# Supplied material:

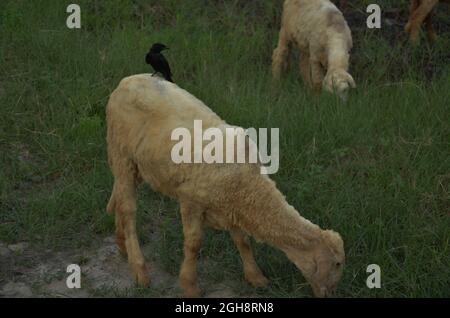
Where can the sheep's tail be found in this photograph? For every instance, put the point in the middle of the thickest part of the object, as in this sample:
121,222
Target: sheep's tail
111,207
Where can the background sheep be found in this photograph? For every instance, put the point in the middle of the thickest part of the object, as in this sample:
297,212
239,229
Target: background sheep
320,31
421,11
141,115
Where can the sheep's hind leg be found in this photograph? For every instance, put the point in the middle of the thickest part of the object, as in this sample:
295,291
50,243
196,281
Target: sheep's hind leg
305,69
192,220
252,273
281,56
432,36
317,76
123,201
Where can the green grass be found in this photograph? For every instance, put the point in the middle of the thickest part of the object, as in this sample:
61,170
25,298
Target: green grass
376,169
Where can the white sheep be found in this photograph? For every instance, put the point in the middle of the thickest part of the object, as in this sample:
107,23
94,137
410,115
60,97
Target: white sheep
319,30
141,114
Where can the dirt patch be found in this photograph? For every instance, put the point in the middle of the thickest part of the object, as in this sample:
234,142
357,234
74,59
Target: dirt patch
27,271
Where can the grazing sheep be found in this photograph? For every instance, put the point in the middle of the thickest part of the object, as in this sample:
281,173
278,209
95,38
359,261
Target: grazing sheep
141,115
322,35
421,11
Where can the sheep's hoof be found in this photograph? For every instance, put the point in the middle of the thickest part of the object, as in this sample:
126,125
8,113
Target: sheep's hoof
257,280
191,292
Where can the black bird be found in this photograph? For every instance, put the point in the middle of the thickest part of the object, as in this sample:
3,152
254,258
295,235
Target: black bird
158,61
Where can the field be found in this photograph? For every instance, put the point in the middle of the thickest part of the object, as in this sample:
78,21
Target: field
376,169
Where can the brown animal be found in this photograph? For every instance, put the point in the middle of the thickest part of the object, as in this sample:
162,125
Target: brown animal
319,30
421,12
142,114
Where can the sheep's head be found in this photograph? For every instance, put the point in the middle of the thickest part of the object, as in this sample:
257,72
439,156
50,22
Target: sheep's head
323,263
338,81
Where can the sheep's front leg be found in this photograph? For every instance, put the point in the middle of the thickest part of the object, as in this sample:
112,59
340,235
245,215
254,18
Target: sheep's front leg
432,36
317,76
192,229
252,273
124,196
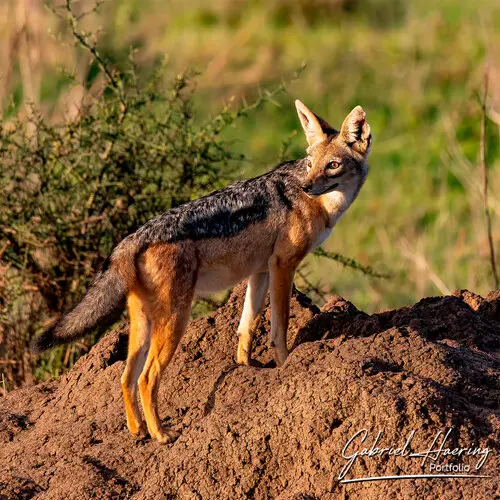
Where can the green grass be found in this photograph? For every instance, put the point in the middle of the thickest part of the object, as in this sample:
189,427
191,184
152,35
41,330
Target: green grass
416,68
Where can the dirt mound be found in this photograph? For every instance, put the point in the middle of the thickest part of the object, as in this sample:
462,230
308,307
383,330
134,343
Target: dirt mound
261,432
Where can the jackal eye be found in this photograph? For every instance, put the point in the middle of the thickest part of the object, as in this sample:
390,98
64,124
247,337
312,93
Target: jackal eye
333,166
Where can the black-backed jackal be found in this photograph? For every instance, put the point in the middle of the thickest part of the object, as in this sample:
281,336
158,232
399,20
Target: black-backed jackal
258,229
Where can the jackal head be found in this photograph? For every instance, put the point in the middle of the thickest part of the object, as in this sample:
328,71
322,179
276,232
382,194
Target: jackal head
337,160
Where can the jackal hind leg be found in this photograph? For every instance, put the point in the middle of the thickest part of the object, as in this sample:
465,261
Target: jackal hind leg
281,283
138,346
250,318
171,313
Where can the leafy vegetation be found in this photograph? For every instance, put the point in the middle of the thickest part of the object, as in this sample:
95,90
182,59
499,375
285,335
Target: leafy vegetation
90,160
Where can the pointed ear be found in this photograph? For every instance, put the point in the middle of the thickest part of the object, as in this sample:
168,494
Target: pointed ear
356,132
315,128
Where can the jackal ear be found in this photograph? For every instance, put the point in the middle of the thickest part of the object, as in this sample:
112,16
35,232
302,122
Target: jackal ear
315,128
356,132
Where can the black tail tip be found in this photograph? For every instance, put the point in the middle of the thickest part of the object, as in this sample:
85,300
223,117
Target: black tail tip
44,341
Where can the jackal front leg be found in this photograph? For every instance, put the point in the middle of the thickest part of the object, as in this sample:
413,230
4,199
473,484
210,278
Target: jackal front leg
250,317
281,283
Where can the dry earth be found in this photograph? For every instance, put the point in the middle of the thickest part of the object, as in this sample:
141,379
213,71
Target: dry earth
262,432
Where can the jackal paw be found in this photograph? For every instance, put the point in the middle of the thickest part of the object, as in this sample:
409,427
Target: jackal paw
167,436
139,429
243,357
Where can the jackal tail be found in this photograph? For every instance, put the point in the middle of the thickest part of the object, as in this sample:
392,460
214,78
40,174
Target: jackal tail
101,305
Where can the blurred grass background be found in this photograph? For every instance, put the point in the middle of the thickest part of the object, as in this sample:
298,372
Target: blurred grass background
416,67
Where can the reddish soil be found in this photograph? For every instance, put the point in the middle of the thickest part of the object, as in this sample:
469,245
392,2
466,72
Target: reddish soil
262,432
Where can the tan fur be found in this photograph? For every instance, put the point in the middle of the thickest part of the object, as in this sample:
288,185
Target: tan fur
167,276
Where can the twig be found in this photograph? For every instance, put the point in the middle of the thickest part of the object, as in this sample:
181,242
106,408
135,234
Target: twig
485,179
353,264
311,287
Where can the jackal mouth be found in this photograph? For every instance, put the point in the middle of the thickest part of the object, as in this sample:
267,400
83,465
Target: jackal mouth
309,190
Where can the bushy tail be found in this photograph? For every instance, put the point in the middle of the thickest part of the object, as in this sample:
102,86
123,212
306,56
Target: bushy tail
99,308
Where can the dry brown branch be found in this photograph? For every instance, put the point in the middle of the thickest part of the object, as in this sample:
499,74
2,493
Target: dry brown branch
485,181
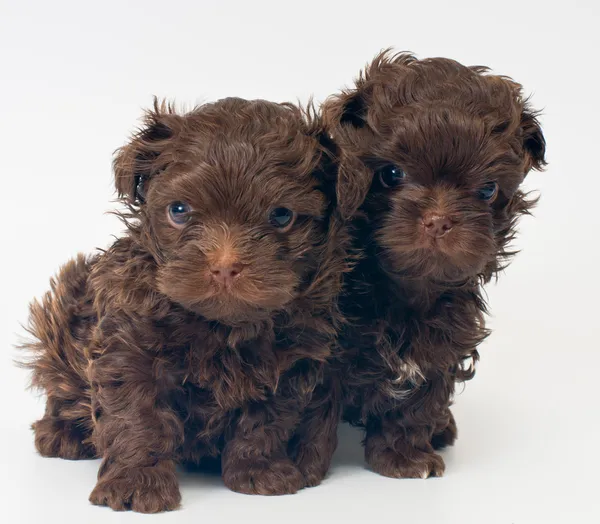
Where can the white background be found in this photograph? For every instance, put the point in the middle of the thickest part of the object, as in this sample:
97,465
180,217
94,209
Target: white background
73,79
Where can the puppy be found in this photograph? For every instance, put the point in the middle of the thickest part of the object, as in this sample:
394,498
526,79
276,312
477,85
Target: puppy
203,333
442,150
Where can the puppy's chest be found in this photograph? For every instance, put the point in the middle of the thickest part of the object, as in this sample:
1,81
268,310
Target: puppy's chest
401,353
228,372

# Exercise description:
Repeat only the lines from the one with "Where can the bushy" through the end of the data, both included and exactly as written. Pictures stay out of the copy.

# Problem solution:
Where can the bushy tail be found in this photograph? For every instance, put the point in the middle of the thickest part of the object, as in this sample:
102,86
123,212
306,56
Target: bushy tail
99,308
Where can the dry brown branch be found in this photograph? For every instance, put the point in the middle of the thickest part of the object, as in this sample:
499,74
2,493
Target: dry brown branch
485,181
Where can the white background be found in this photograph? For every instance, put the point in the middle of the thickest part of the object, as in this sample:
97,465
180,217
94,209
Target: white background
73,79
Where can the puppy be found in this photograph? For every instance, put the point in the middle of the thickest part of the object, as in this sample:
394,498
526,79
276,312
477,85
Target: puppy
203,333
442,150
Where can the puppy's chest be found in this photograph? For every instance, put the point in the middle of the thickest part of the object, as in this sample:
1,81
268,310
Target: puppy's chest
401,353
228,372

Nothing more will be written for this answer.